* [DIRECTIONS]:
a - Please answer these questions from the Cassandra talk notes:
(i) Which company originally developed Cassandra, and for what purpose?
(ii) What formula do the notes give for Quorum?
(iii) Which snitch lets every node know its own DC and Rack and tell other nodes via Gossip?
b - List every consistency level named on the line of the Cassandra talk notes that begins "Example consistency levels".

* [SOURCE EXTRACT]:
** BEGIN **
Presenter: Johnny Miller
Who is he? Datastax Solutions Architect
Where? Skills matter exchange in London
I went to an "introductory" talk even though I have a lot of experience with Cassandra for a few reasons:
- Meet other people in London that are using Cassandra
- To discover what I don't know about Cassandra
Here are my notes that in roughly the same order as the talk.
What's Cassandra? The headlines
- Been around for ~5 years - originally developed by Facebook for their inbox search
- Distributed key store - column orientated data model
- Tuneable consistency - per request decide how consistent you want the response to be
- Datacenter aware with asynchronous replication
- Designed for use as a cluster - not much value in a single node Cassandra deployment
Gossip - how nodes in a cluster learn about other nodes
- P2P protocol for how nodes discover location and state of other nodes
- New nodes are given seed nodes for bootstrapping - but these aren't single points of failure as they aren't used again
Data distribution and replication
- Replication factor: How many nodes each piece of data is stored on
- Each node is given a range of primary keys to look after
Partitioners - How to decide which node gets what data
- Row keys are hashed to decide node then a replication strategy defines how to pick the other replicas
Replicas - how to select where else the data lives
- All replicas are equally important. No difference between the node the key hashed to and the other replicas that were selected
- Two ways to pick the other replicas:
- Simple: Only single DC. Specify just a replication factor. Hashes the key and then walks the cluster and picks the replicas. Not very clever - all replicas could end up on the same rack
- Network: Configure with a RF per DC. Walk the ring for each DC until it reaches a node in another rack
Snitch - how to define a data centre and a rack
- Informs Cassandra about node topology, designates DC and Rack for every node
- Example: Rack inferring snitch designates DC and Rack based on the IP of the node
- Example: Property file snitch where every node has the DC and Rack of every other node
- Example: GossipingPropertyFileSnitch: Every node knows its own DC and Rack and tells other nodes via Gossip
- Dynamic snitching: monitors performance of reads, this snitch wraps the other snitches to respond to network latency
Client requests
- Connect to any client in the node - becomes the coordinator. This node knows which nodes to talk to for the request
- Multi DC - picks a coordinator in the other data centre to replicate data there or to get data for a read
Consistency
- Quorum = (Replication Factor/2) + 1 i.e. more than half
- E.g R = 3, Q = 2, tolerate 1 replica going down to continue reading and writing at Quorum
- Per request consistency - can decide certain writes are more important and require higher consistency than others
- Example consistency levels: ANY, ONE, TWO, THREE, QUORUM, EACH_QUORUM, LOCAL_QUORUM
- SERIAL: New in cassandra 2.0
Write requests - what happens?
** END **
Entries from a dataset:
** BEGIN **
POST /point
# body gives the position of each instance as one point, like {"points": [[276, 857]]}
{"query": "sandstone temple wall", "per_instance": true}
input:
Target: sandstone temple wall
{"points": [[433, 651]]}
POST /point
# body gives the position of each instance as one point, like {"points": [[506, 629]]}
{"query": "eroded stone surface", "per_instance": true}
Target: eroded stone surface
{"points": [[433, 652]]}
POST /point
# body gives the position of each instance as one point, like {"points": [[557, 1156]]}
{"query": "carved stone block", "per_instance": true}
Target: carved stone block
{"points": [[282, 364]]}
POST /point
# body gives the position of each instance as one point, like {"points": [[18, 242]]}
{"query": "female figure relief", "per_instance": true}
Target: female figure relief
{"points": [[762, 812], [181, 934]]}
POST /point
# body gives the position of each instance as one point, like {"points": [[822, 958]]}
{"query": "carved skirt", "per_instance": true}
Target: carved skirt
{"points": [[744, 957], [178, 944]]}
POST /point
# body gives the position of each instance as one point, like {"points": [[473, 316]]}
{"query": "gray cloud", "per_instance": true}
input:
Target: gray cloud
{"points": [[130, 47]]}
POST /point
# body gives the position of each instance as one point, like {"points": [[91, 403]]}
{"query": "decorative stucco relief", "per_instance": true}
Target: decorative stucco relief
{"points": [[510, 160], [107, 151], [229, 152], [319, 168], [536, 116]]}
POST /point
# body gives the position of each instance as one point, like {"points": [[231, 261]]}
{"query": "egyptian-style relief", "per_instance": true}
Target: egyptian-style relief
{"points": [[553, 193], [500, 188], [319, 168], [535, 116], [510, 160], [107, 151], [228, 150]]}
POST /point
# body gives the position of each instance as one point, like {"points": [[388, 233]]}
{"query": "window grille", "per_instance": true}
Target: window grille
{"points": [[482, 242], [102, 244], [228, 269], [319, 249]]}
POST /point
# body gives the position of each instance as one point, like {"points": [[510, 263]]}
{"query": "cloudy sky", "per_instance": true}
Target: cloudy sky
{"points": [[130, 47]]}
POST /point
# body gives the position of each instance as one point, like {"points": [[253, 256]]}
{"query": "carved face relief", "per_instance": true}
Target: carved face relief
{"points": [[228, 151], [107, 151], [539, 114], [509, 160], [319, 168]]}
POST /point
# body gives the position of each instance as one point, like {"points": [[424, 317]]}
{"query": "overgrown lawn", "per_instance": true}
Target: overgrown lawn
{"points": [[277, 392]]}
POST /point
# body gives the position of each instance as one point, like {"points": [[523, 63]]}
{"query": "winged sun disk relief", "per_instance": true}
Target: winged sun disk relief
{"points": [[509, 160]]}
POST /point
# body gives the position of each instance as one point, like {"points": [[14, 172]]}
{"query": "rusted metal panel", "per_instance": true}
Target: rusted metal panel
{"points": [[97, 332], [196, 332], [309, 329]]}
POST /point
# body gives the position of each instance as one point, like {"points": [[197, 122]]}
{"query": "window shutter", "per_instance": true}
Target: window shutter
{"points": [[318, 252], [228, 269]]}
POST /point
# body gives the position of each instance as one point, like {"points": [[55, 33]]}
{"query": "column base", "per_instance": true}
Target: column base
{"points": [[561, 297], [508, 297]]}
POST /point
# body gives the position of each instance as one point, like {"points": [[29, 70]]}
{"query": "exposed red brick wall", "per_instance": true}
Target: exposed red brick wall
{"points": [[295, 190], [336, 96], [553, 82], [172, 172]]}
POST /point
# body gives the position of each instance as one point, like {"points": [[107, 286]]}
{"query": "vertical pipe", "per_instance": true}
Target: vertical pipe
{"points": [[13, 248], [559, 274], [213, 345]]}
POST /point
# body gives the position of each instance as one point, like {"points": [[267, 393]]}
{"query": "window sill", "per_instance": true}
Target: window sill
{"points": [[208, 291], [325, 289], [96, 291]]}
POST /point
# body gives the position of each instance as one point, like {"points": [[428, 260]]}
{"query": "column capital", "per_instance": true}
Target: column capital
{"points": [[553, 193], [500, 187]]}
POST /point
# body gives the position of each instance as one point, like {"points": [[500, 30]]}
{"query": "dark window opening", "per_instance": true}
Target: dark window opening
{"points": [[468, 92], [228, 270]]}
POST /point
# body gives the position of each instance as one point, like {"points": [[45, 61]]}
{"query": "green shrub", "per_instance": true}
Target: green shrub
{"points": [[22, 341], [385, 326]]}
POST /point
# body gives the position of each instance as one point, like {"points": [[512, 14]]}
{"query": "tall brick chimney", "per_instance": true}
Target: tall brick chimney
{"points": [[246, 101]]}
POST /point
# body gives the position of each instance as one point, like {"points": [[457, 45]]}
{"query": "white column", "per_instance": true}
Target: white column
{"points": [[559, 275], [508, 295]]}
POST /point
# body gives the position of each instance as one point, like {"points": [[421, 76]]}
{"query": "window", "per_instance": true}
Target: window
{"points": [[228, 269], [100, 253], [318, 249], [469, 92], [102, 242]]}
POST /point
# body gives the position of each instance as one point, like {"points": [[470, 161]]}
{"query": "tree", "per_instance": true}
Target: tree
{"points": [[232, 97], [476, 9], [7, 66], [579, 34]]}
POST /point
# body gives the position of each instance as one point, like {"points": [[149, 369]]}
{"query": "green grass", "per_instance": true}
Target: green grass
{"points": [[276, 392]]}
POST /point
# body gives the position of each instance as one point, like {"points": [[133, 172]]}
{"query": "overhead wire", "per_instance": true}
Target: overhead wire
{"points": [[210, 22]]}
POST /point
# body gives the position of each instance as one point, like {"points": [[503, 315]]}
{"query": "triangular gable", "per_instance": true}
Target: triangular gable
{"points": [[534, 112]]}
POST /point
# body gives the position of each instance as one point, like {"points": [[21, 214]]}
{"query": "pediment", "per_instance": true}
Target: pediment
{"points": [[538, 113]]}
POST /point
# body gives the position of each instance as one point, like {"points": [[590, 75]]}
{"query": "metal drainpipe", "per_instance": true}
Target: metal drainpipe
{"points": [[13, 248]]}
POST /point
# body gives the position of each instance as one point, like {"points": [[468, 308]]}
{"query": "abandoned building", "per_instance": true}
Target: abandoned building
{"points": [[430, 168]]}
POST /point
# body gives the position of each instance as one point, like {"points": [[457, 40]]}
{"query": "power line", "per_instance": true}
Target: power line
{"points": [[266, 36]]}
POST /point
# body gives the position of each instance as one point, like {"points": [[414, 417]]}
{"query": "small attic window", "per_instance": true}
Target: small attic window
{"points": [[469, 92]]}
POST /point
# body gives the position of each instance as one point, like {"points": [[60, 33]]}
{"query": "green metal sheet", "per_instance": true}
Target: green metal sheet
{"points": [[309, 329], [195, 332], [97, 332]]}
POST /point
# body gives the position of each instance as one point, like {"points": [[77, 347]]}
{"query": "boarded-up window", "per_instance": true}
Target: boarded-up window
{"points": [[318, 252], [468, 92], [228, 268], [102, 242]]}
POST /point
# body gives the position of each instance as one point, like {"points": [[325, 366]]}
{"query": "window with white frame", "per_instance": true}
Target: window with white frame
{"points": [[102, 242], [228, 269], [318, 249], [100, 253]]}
** END **
* [ANSWERS]:
a -
(i) Facebook, for their inbox search
(ii) Quorum = (Replication Factor/2) + 1
(iii) GossipingPropertyFileSnitch

b - ANY, ONE, TWO, THREE, QUORUM, EACH_QUORUM, LOCAL_QUORUM